◆ **EXCERPT**:
-----

Personal detailsName: Dustin Hoffman
Born: 8 August 1937 (Age: 77)
Where: Los Angeles, California USA
Height: 5' 6"
Awards: Won 2 Oscars, 3 BAFTAs and 6 Golden Globes
All about this star
Not blessed with matinee idol good looks, Dustin Hoffman has had to work hard for what he's got. And what he's got is one of the most impressive CVs in Hollywood history. Even the most casual fan of cinema would recall his bumbling Benjamin Braddock in The Graduate, his seedy, desperate Ratso Rizzo in Midnight Cowboy, his cross-dressing soap star in Tootsie or his brilliant autistic in Rain Man. Beyond this, he was the anguished, paranoid Lenny Bruce in Lenny: the student athlete dentally challenged by Laurence Olivier in Marathon Man: the mild-mannered mathematician driven to unspeakable violence in Straw Dogs: the pushy, canny journalist Carl Bernstein, hunting President Nixon in All The President's Men: the myopic weakling swindler brutalized alongside Steve McQueen in Papillon: a pitifully human Willie Loman, drowning in failure in Death Of A Salesman. He was seven times nominated for an Oscar, eleven times for a Golden Globe. He was an off-Broadway star, an on-Broadway star and a big hit in the West End of London. Clearly, he is one of the finest actors of his, or any other generation.
He was born on the 8th of August, 1937, at the Queen Of Angels hospital in Los Angeles. His father was Harry Hoffman, his mother Lillian (nee Gold). Harry's parents had come to the US from Romania, setting up a barber's shop in Chicago. His father, a devout Jew, found it hard to cope with this new life, endlessly studying the Talmud and leaving his wife, known as Red, to run the business. He'd die in a mental home when Harry was just 9, the boy being forced to help support the family from an unreasonably early age. Harry would train as a carpenter, but his ambitions would expand when he met and married Lillian. A big movie fan, she'd dreamed of a life in showbiz, indeed she'd once passed an audition to dance in a big stage show but had been thwarted by her severely Orthodox mother. Now she would seek the limelight in a different way, persuading Harry to go west and try to make it as a film producer. So, in the mid-1930s, in the midst of the Great Depression, she, Harry and Ronald (their young son, named after Ronald Colman), climbed into their Model A Ford and took off for California.
Where the Joad family in Steinbeck's The Grapes Of Wrath would suffer persecution and starvation in 1930s California, the Hoffmans, arriving a little earlier, were luckier with Harry finding work digging ditches for the new freeway system. Astutely, though, he quickly moved closer to his Hollywood goal by taking a job installing sewerage pipes at Columbia studios. Going beyond his remit, getting involved, he soon found himself a place in the props department, rising to the position of supervisor.

-----

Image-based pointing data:
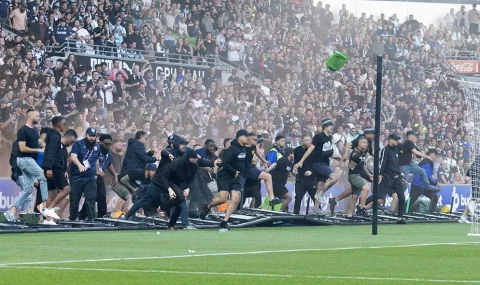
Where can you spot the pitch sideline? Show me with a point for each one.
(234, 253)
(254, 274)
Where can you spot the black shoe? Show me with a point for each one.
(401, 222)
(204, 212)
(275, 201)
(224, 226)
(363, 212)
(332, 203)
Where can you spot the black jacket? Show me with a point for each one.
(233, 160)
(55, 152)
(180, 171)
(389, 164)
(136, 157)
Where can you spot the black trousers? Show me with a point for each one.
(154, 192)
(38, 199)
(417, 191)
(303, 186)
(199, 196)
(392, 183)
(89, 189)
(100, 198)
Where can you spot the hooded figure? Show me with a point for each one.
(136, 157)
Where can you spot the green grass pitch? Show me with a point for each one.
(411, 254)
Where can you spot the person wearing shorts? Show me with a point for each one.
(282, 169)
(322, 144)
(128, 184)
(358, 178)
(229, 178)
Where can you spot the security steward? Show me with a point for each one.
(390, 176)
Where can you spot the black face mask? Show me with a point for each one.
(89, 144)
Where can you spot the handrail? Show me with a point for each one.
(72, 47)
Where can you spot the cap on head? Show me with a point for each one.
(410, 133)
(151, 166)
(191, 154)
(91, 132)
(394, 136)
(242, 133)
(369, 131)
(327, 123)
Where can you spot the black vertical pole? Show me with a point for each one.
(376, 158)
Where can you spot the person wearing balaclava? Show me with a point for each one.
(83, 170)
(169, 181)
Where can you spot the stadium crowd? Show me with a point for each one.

-----

◆ **REQUIRED ACTIONS**:
**A)** Copy the Dustin Hoffman profile word for word, from "Where the Joad" up to and including "position of supervisor.".
**B)** Translate this sentence from the Dustin Hoffman profile into Spanish: "He was born on the 8th of August, 1937, at the Queen Of Angels hospital in Los Angeles."
Work from the Dustin Hoffman profile alone.

◆ **TASK SOLUTIONS**:
**A)**
Where the Joad family in Steinbeck's The Grapes Of Wrath would suffer persecution and starvation in 1930s California, the Hoffmans, arriving a little earlier, were luckier with Harry finding work digging ditches for the new freeway system. Astutely, though, he quickly moved closer to his Hollywood goal by taking a job installing sewerage pipes at Columbia studios. Going beyond his remit, getting involved, he soon found himself a place in the props department, rising to the position of supervisor.

**B)** Nació el 8 de agosto de 1937 en el hospital Queen Of Angels de Los Ángeles.